Content starts

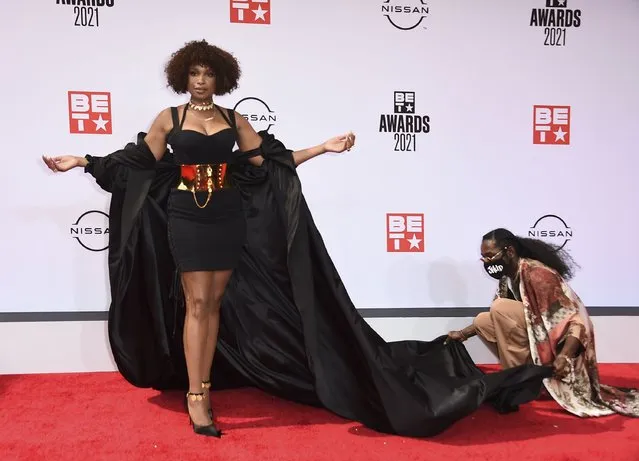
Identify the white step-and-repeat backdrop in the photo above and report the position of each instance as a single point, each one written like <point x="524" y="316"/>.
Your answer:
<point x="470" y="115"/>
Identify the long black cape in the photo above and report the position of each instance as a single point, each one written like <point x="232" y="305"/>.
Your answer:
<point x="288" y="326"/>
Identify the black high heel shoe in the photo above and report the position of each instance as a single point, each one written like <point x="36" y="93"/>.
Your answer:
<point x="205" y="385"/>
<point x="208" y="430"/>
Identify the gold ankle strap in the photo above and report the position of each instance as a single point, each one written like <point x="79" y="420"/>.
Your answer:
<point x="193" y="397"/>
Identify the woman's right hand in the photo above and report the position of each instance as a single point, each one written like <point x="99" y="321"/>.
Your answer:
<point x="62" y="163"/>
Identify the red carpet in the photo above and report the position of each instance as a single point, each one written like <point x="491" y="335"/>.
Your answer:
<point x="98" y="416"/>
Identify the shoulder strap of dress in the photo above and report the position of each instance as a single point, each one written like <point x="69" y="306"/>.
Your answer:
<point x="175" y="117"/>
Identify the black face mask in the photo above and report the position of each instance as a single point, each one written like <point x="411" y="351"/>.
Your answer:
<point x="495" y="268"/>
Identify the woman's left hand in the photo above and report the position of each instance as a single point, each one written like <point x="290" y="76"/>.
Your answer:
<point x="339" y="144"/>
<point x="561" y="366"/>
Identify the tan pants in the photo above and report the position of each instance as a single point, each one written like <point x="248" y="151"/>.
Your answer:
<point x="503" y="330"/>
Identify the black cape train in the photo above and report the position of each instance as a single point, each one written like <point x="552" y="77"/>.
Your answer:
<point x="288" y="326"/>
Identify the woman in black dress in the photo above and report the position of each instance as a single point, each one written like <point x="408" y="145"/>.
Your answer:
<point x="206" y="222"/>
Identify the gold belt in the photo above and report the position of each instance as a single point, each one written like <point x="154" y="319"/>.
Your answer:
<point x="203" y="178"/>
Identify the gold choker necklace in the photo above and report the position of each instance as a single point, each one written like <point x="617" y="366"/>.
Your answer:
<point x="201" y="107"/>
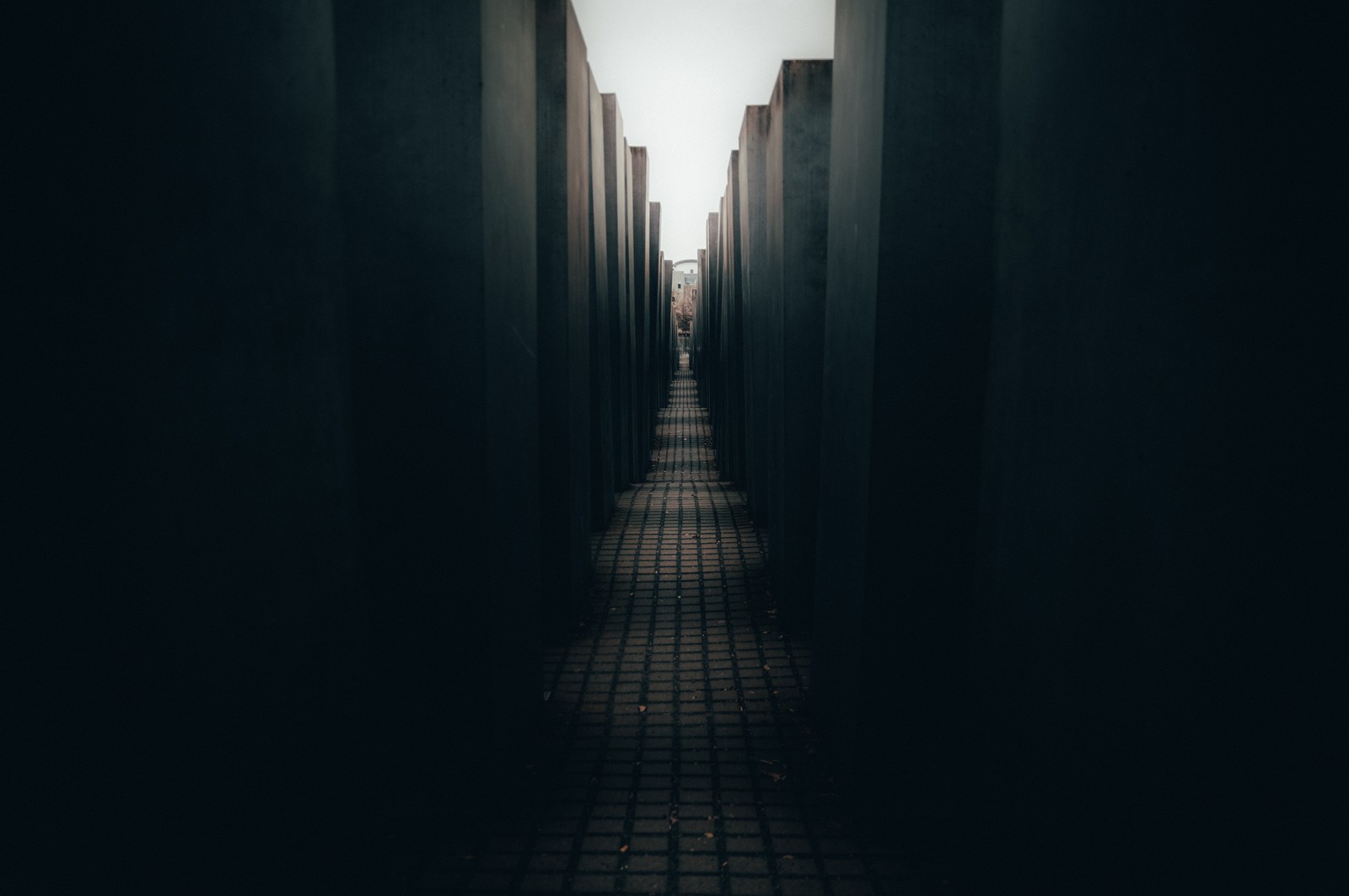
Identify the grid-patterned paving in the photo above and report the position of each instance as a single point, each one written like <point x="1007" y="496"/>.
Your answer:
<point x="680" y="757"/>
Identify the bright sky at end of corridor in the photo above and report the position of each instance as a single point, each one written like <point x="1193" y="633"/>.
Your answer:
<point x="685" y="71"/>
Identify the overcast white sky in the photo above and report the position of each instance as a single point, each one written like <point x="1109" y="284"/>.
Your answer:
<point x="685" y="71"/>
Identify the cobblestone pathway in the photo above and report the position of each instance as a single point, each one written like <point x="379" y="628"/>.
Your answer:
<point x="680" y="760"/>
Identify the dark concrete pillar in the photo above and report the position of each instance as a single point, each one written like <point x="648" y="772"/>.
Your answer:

Content ends

> _Task objective_:
Transcribe exactly and only the lines from the top of the records through the line containing "Identify the black high", inclusive, and do not copy the pictures.

> _Solution to this problem_:
Identify the white step-and-repeat backdrop in the photo above and report the position of each instance as a single point, each one written like <point x="524" y="316"/>.
Your answer:
<point x="470" y="115"/>
Identify the long black cape in the photo above and report the position of each instance as a single point, each one written like <point x="232" y="305"/>.
Your answer:
<point x="288" y="326"/>
Identify the black high heel shoe in the photo above and report the position of each instance as a single point, each one written like <point x="36" y="93"/>.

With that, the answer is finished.